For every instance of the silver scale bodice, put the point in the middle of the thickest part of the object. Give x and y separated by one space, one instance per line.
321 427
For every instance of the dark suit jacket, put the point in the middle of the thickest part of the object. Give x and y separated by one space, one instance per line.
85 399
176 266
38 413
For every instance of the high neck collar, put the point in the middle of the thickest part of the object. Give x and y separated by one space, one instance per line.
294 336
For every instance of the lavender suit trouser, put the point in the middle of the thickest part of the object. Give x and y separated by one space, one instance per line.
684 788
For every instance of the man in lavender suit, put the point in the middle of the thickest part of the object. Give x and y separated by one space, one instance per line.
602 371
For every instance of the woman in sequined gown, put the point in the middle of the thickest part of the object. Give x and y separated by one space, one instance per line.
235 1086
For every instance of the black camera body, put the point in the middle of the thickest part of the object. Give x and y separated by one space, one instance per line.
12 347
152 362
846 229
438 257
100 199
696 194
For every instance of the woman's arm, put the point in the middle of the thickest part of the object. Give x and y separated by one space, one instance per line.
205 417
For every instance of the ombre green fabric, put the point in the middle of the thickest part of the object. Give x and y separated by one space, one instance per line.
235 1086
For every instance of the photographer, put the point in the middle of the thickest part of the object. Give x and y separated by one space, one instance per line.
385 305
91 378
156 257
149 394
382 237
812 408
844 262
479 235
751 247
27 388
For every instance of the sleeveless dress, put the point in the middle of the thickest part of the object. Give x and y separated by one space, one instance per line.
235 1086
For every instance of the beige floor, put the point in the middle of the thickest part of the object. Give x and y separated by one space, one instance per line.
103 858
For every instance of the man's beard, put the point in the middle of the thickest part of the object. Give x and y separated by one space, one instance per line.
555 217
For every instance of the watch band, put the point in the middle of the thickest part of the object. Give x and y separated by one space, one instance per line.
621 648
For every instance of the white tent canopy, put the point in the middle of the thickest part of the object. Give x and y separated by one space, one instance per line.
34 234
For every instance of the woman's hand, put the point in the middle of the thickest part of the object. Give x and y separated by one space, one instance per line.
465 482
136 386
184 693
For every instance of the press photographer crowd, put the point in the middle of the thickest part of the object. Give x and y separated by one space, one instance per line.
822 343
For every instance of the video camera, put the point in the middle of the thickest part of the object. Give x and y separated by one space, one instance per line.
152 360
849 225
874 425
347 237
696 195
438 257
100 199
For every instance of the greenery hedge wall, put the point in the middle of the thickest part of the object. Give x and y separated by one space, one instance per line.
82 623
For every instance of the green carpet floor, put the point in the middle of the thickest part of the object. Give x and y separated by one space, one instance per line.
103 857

•••

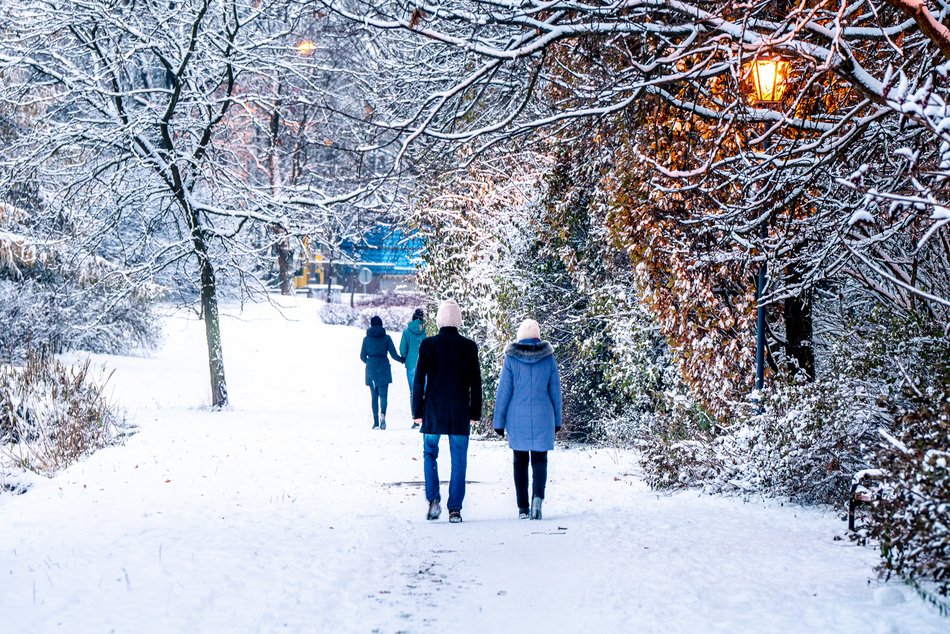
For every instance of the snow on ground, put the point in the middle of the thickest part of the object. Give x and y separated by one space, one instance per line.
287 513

•••

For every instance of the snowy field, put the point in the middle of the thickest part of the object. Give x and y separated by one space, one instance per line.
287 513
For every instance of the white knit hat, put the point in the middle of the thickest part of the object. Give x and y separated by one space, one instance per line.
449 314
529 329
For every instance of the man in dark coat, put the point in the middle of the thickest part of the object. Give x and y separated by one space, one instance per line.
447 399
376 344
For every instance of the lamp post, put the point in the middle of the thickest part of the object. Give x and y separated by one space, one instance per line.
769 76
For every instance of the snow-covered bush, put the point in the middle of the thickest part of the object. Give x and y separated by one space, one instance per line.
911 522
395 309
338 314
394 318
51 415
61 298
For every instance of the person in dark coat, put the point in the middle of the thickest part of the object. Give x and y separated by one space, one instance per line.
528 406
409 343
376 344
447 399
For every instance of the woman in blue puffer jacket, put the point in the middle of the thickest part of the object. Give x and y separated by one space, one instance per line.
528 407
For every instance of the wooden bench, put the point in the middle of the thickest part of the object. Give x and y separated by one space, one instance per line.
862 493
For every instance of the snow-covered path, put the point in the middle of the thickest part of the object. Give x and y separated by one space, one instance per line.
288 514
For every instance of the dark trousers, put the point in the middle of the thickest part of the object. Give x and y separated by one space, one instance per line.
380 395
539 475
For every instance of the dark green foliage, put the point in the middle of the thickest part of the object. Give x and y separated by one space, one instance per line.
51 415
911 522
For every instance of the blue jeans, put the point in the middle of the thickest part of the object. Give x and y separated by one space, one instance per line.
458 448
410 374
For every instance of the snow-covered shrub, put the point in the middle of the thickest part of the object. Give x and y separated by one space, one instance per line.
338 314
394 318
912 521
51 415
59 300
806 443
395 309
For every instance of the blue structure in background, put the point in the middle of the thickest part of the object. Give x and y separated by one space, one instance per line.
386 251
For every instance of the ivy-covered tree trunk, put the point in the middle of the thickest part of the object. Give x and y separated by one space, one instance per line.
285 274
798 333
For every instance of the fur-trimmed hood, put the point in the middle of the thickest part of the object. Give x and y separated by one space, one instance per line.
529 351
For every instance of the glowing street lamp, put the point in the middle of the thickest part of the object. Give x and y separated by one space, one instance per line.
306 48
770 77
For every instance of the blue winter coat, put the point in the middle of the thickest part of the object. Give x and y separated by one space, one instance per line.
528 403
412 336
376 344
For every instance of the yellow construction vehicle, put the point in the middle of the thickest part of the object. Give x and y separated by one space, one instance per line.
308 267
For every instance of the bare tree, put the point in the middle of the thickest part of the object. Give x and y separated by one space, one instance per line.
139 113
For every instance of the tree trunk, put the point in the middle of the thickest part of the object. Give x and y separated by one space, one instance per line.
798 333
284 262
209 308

•••

**STATED PROBLEM:**
How many lines in the material above contain the word "lavender"? Reply with the number alone.

**FULL OUTPUT:**
2